Predigt

Mittendrin

Solange nur Christus verkündigt wird, sind wir alle Gewinner und haben Grund zur Freude

PredigttextPhilipper 1,15-21
Kirche / Ort:St. Martini-Kirche / Estebrügge (21635 York)
Datum:18.03.2012
Kirchenjahr:Lätare (4. Sonntag der Passionszeit)
Autor:Pastorin Dr. Martina Janßen

Predigttext: Philipper 1,(12)15-21 (Übersetzung nach Martin Luther, Revision 1984)

■ **BEREITGESTELLTES MATERIAL**:
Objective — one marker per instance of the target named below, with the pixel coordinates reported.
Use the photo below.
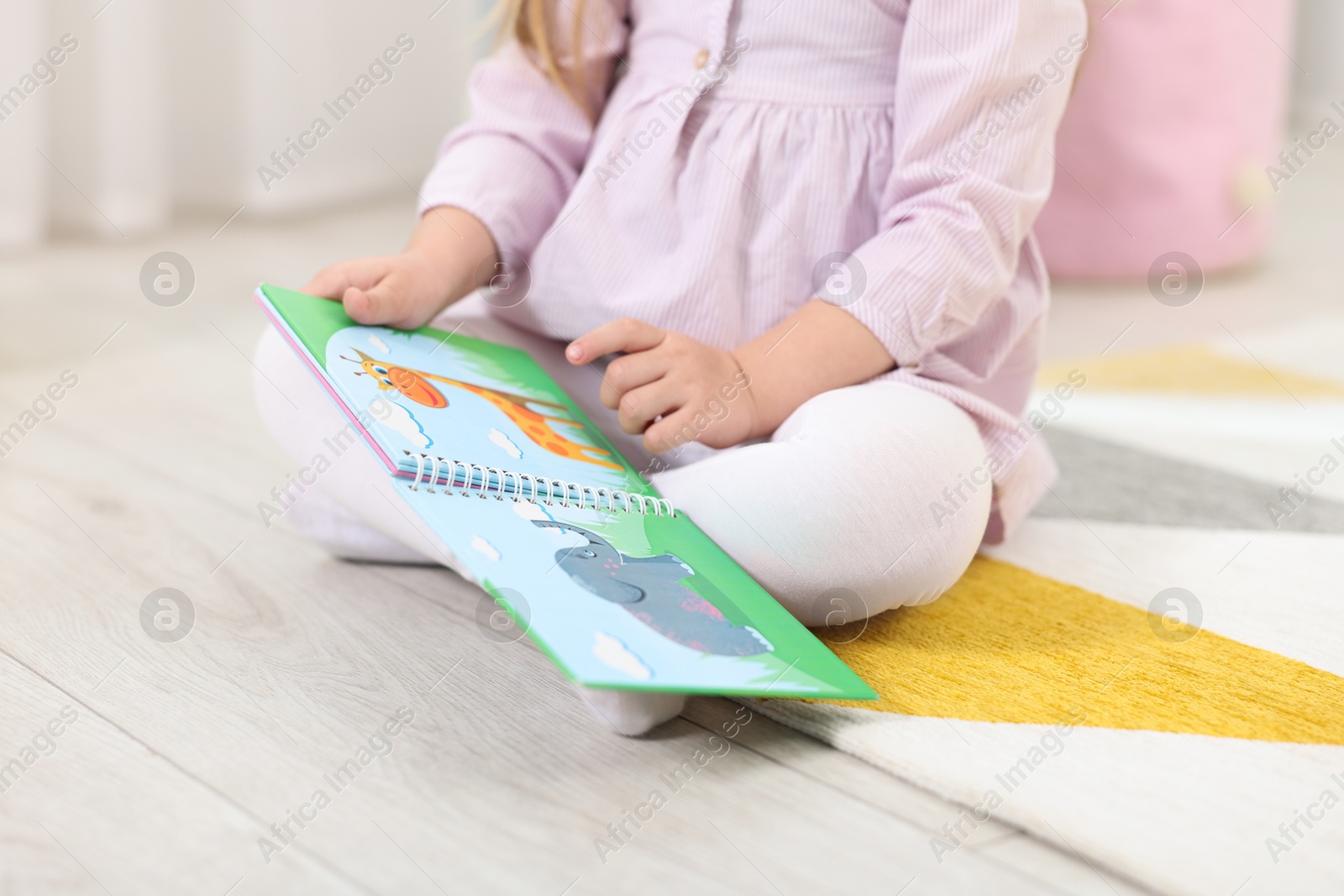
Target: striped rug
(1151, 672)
---
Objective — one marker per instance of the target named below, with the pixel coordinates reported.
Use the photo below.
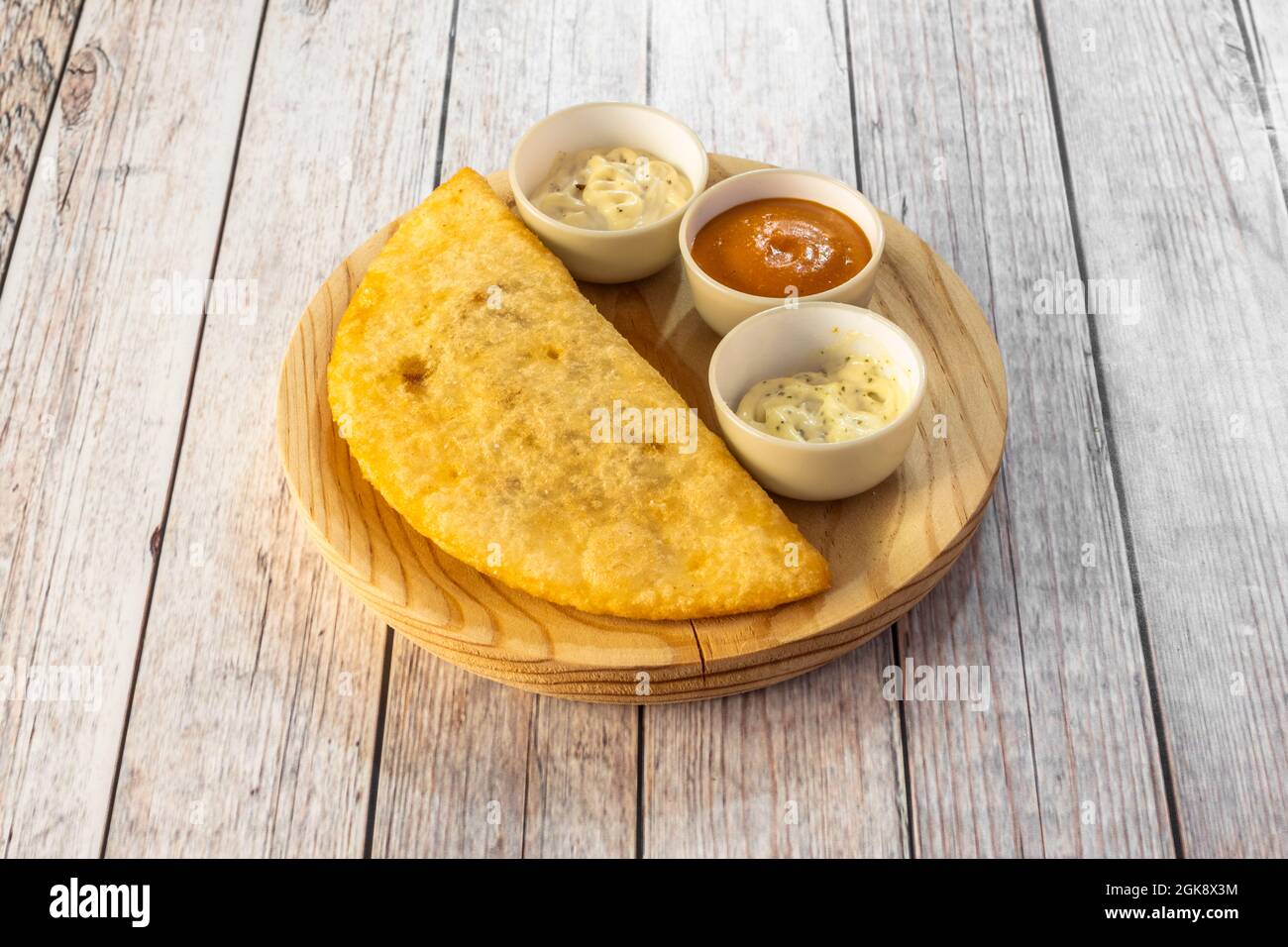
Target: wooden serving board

■ **AUFGABENSTELLUNG**:
a – Wer ist in der Predigt als Autorin angegeben?
b – Welche Angaben stehen in der Predigt jeweils vor einem Doppelpunkt? Nenne alle diese Bezeichnungen.
c – Kannst du die Predigt in zwei Sätzen zusammenfassen?

■ **DIE ANTWORTEN**:
a – Pastorin Dr. Martina Janßen

b – Kirche / Ort, Datum, Kirchenjahr, Autor, Predigttext

c – Die Predigt „Mittendrin“ über Philipper 1,15-21 von Pastorin Dr. Martina Janßen ist der St. Martini-Kirche in Estebrügge und dem 18.03.2012, dem Sonntag Lätare, zugeordnet. Ihr Leitsatz lautet, dass wir alle Gewinner sind und Grund zur Freude haben, solange nur Christus verkündigt wird.